[start]
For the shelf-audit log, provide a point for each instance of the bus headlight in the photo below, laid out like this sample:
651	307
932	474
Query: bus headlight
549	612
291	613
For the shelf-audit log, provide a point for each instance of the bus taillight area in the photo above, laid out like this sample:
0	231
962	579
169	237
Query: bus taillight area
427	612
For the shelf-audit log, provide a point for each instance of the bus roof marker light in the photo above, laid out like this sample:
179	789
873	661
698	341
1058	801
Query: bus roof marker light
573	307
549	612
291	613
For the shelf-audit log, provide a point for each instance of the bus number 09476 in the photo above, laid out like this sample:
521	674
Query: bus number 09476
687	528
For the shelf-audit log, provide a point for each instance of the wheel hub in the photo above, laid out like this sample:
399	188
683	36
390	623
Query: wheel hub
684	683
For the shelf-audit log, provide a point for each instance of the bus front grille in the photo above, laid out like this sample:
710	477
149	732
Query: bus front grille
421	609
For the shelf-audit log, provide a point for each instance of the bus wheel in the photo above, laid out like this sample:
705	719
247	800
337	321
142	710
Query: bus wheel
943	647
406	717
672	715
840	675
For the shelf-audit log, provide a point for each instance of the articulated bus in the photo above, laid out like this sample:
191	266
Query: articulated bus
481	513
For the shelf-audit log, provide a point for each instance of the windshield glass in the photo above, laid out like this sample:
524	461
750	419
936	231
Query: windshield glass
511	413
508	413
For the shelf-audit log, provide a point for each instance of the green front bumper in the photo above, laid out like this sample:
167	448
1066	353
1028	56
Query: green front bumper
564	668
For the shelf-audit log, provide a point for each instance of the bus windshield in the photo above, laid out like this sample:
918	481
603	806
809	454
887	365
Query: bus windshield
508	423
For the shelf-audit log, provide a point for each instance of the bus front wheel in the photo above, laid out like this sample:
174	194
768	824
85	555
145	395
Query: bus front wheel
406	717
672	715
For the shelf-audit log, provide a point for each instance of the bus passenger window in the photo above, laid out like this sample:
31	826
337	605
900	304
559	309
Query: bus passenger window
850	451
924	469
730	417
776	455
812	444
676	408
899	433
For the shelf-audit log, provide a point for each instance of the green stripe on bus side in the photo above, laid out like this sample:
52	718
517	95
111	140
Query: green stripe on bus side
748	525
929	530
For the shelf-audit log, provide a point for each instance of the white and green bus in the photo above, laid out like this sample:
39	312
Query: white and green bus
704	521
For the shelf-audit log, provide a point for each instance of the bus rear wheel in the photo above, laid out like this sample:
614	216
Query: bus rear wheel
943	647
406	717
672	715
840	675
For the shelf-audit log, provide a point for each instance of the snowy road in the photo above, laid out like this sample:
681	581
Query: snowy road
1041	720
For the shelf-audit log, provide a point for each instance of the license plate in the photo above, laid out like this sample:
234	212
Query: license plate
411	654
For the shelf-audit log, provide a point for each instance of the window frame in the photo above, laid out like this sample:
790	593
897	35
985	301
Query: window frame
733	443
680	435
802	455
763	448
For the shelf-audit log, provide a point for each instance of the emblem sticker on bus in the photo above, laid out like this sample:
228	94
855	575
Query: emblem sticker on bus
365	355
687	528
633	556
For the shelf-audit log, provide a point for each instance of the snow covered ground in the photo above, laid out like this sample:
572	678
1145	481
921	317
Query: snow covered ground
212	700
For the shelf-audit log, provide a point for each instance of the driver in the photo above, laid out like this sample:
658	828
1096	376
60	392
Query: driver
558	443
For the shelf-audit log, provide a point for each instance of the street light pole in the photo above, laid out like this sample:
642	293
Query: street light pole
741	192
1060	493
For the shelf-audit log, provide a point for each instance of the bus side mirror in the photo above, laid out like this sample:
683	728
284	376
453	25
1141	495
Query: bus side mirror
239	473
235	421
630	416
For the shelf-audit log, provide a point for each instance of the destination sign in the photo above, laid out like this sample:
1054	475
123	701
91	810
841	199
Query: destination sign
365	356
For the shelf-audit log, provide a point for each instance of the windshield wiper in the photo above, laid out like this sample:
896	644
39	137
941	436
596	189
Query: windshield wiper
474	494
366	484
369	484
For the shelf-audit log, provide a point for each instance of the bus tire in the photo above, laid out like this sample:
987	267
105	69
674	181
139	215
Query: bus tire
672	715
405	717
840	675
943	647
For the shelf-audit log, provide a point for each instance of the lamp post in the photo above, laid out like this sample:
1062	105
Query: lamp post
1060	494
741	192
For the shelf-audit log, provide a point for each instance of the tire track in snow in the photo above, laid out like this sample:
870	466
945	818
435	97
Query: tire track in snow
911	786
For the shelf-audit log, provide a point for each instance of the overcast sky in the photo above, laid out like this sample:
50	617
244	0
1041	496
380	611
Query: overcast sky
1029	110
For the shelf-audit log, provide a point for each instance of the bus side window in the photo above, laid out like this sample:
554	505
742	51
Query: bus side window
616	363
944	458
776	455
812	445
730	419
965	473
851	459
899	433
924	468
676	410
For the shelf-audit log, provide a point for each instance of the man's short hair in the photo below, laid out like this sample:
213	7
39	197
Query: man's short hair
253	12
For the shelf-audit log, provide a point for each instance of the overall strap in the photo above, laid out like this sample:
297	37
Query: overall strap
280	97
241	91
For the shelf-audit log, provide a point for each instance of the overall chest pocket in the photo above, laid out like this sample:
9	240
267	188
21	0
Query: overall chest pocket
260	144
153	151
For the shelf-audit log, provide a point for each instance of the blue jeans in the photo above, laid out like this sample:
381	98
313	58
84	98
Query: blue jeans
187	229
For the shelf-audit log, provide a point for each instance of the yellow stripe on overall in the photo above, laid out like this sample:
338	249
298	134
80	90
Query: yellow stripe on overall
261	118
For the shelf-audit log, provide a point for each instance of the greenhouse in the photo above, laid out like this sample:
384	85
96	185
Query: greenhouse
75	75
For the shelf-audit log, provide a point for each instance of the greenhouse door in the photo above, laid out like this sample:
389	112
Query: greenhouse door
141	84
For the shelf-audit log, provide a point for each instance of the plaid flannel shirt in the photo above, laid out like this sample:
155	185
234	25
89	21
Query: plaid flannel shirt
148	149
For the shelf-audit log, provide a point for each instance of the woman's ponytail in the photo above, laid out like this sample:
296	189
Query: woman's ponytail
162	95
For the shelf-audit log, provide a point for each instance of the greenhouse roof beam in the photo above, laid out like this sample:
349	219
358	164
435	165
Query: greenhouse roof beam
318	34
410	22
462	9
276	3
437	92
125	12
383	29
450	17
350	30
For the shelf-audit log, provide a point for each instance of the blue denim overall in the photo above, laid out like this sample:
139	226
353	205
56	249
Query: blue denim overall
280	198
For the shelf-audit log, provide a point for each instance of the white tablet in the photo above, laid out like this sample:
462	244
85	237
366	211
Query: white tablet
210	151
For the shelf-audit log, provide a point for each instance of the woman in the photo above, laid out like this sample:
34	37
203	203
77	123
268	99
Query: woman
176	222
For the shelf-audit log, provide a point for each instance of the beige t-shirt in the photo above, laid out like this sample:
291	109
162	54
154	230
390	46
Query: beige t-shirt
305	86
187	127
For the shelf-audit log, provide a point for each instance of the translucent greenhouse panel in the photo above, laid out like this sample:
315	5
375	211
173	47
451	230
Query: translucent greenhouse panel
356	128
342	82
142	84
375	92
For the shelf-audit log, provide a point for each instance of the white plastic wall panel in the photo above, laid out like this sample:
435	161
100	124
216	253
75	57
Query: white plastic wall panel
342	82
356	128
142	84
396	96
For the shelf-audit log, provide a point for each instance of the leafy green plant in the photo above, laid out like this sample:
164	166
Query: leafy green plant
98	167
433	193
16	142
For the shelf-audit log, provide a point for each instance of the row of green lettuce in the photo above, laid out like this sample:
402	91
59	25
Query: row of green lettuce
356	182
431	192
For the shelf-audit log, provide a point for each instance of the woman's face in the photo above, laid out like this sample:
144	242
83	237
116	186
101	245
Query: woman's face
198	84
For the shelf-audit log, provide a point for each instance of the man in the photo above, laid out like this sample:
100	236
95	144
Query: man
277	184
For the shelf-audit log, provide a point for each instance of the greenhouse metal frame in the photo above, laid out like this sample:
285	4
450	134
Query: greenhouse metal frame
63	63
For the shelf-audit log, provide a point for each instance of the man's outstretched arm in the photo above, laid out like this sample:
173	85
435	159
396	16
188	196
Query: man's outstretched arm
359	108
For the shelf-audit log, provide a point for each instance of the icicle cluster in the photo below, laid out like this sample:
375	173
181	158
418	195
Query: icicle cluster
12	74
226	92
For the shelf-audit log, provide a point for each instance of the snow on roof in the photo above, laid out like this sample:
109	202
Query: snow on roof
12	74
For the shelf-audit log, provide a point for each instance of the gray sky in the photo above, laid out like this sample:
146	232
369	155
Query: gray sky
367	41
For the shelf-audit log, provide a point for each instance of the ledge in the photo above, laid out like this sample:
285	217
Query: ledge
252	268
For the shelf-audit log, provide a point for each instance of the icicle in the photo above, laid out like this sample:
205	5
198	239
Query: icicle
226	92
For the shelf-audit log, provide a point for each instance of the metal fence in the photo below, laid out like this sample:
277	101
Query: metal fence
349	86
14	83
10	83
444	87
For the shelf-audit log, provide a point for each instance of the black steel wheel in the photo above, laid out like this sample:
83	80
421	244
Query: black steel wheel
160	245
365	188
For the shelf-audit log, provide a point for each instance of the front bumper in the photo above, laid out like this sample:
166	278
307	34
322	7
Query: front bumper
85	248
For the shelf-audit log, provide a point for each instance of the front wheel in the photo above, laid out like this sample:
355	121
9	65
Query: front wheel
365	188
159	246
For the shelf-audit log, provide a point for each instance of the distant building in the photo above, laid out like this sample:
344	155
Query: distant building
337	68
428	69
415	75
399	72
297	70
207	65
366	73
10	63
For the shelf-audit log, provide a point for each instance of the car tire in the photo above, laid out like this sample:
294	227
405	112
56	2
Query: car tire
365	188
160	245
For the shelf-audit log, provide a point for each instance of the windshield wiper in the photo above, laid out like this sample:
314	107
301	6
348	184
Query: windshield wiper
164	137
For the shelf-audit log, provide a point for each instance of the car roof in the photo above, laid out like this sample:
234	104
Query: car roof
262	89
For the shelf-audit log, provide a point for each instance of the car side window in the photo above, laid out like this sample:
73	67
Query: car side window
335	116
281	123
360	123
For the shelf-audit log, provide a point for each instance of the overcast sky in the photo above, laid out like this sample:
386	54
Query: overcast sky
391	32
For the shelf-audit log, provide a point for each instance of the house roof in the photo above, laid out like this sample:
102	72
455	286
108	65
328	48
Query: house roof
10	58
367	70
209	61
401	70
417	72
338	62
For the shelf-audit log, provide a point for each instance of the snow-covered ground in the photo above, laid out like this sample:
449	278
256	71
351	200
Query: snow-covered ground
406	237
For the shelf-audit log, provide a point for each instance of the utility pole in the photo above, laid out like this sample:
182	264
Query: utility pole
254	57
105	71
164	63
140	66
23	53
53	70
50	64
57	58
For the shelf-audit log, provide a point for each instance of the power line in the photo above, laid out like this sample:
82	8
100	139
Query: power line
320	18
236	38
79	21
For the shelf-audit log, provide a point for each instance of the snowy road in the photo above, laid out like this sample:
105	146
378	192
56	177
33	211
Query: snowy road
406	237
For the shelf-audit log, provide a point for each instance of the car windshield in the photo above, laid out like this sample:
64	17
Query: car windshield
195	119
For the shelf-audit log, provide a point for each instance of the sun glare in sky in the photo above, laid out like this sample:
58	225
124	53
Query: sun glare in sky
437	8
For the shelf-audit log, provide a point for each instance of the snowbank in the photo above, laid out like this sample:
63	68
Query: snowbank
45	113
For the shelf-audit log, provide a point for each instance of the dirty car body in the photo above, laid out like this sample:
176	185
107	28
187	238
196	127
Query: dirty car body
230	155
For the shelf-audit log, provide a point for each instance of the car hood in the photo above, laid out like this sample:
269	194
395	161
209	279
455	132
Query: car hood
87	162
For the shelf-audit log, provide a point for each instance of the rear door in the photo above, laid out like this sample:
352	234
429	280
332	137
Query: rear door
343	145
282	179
[end]
# Directions for this task:
Restate the final lines of the listing above word for word, beginning at the line that contains "of the house".

# Output of the exercise:
For the shelf-audit log, provide a point for each instance of the house roof in the photo above, laid out like this sample:
102	72
455	286
108	65
328	48
Query: house roof
10	58
367	70
209	61
401	70
417	72
338	62
For the shelf-audit log, provide a point for each instance of the snow-covered ground in the photo above, laid out like this sample:
449	278
256	71
351	200
Query: snow-covered ground
406	237
For the shelf-audit log, provide a point for each instance of the utility pole in the photo above, laid out like this sample:
182	264
Query: utility pole
254	57
105	71
164	63
140	66
23	53
53	70
50	64
57	58
For the shelf-audit log, provide a point for each instance of the power line in the photo above, laid out like this sample:
82	8
100	139
Query: power line
320	18
236	38
79	21
For the shelf-audit log, provide a point for each instance of the snowy road in the photo above, laid out like this sample:
105	146
378	192
56	177
33	211
Query: snowy road
406	237
For the shelf-audit log, provide a point for each instance of the car windshield in the photo above, laid out like this sample:
64	17
Query: car windshield
195	119
For the shelf-audit log, provide a point for each instance of the sun glare in sky in the photo above, laid out like this sample:
58	225
124	53
Query: sun glare in sky
437	8
For the shelf-audit log, provide a point for each instance of the snowbank in the photo above, laid out like this sample:
63	68
Query: snowbank
45	113
For the shelf-audit log, provide a point for each instance of the dirty car body in the photo above, laid out like this sample:
176	185
107	28
187	238
196	127
Query: dirty car body
230	155
For the shelf-audit log, provide a point for each instance of the car hood in the photo above, laid out like this sample:
269	194
395	161
209	279
455	132
Query: car hood
87	162
For the shelf-audit log, provide a point for each instance of the rear door in the photo above, laid out like this sample:
352	234
429	280
332	137
Query: rear door
343	145
282	179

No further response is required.